- _Текст для чтения_:
Консультативная комиссия была учреждена в Лондоне в конце 1943-го – начале 1944 годов. Американское правительство, вместо того чтобы назначить туда специального представителя, который бы только этой работой и занимался, поручила ее нашему послу в Лондоне, и так имевшему множество других обязанностей. Советское правительство также сделало своим делегатом посла СССР в Лондоне. Только англичане, назначив в комиссию сэра Уильяма Стрэнга, замминистра иностранных дел, и дав ему хороший штат помощников, обеспечили себе адекватное представительство. Англичане рассчитывали, что этот международный орган станет независимой консультативной группой экспертов, вырабатывающей рекомендации для соответствующих правительств. Но как советское, так и американское руководство сделали своих представителей настолько зависимыми, что они, в отличие от Стрэнга, не могли выполнять подобных функций. Американский представитель не мог выдвинуть перед своими коллегами никаких предложений, кроме тех, которые уже ему прислали из Вашингтона в качестве инструкций, что, естественно, весьма ограничивало его свободу действий, тем более что, по-моему, у людей в Вашингтоне не было новых идей, а их предложения не поспевали за развитием событий. Таким образом, комиссия фактически была не совещательным органом, а лишь местом, где регистрировались официальные позиции правительств, с которыми другие правительства могли согласиться или нет. Поэтому выяснилось, что наш посол Винант, собственного мнения которого никто не спрашивал, мог предложить коллегам по комиссии только уже одобренное нашим правительством и при этих обстоятельствах сам не очень нуждался в советнике.

- _Записанные данные_:
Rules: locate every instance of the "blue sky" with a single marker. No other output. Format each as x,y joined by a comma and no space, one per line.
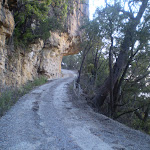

- _Суть задания_: Переведите на английский язык следующее предложение из текста для чтения: «Англичане рассчитывали, что этот международный орган станет независимой консультативной группой экспертов, вырабатывающей рекомендации для соответствующих правительств».

- _Полный ответ_: The British expected that this international body would become an independent advisory group of experts drawing up recommendations for the respective governments.